--- Start RECORDED INFORMATION ---
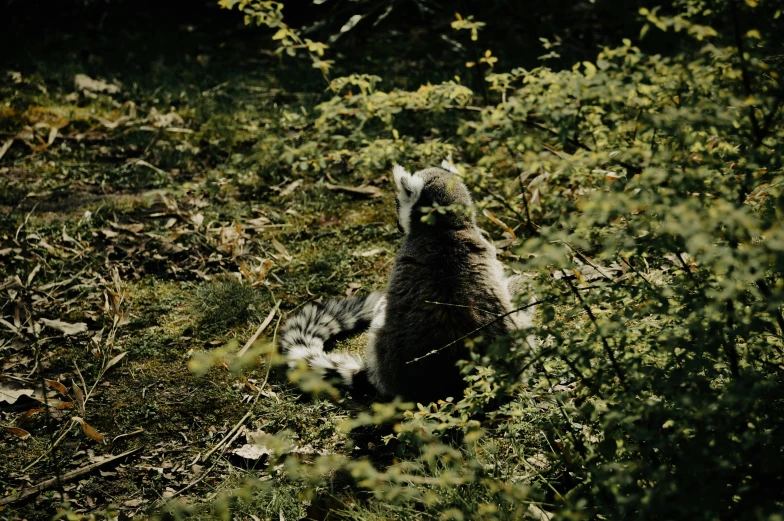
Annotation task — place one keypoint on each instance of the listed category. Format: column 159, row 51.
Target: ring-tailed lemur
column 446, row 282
--- End RECORDED INFORMATION ---
--- Start RECORDED INFORMATION ---
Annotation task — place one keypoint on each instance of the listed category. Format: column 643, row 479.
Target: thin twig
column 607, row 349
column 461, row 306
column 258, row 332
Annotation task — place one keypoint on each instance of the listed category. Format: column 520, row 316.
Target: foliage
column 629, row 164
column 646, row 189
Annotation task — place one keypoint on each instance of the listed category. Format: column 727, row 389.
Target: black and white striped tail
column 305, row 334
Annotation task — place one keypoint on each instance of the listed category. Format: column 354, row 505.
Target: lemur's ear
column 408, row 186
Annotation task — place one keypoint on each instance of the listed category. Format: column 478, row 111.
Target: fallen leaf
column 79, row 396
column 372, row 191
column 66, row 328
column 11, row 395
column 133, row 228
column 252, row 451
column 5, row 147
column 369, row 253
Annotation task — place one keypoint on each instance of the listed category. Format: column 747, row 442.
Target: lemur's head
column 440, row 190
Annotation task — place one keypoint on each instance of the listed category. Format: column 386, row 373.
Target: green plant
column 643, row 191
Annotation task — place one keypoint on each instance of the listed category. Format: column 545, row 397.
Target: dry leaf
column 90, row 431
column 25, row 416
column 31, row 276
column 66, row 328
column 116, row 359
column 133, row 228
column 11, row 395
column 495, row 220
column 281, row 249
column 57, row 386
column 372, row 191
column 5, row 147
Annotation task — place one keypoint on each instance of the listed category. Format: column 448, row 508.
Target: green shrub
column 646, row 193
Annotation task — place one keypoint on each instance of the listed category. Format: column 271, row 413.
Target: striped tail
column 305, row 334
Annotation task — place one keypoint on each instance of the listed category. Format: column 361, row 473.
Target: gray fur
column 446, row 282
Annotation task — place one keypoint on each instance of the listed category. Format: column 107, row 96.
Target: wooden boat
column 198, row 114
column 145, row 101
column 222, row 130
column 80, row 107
--- End RECORDED INFORMATION ---
--- Start RECORDED INFORMATION ---
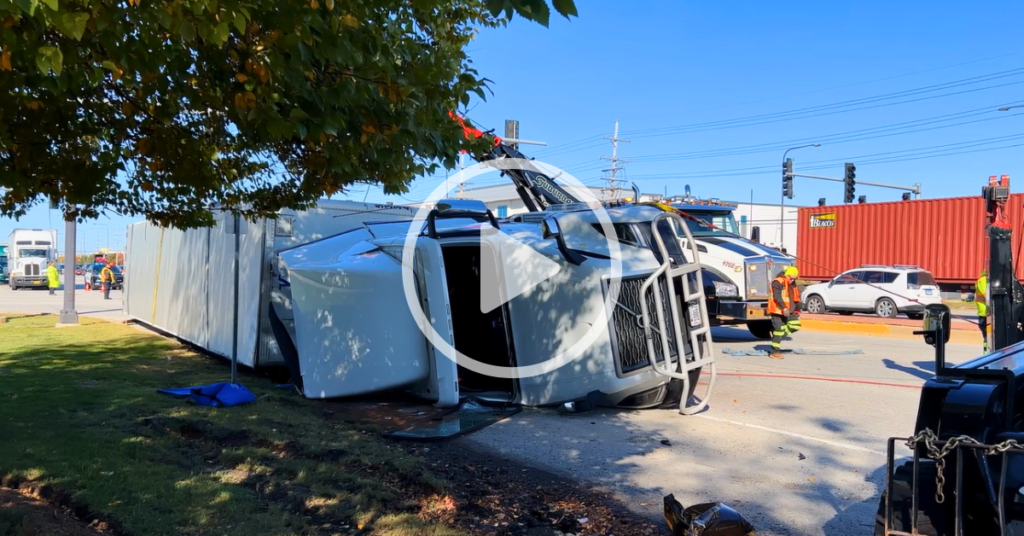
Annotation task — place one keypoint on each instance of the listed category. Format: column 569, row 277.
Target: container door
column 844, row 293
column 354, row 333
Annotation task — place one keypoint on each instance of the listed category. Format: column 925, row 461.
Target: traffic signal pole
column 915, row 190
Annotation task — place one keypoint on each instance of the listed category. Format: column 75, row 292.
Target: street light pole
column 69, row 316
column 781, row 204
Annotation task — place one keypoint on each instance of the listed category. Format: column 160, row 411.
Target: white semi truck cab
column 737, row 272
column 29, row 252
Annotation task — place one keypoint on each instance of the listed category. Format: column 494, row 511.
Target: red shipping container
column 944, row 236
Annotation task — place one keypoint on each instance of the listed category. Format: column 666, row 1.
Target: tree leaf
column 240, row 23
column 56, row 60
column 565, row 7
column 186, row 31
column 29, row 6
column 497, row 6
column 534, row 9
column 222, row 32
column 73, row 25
--- End RECORDED INFORMATION ---
WORK REQUIRED = Gather every line in the records above that contains the word "pole", copying each one in full.

SOLUTION TO THIS TASK =
Target: traffic signal pole
Target: street light pole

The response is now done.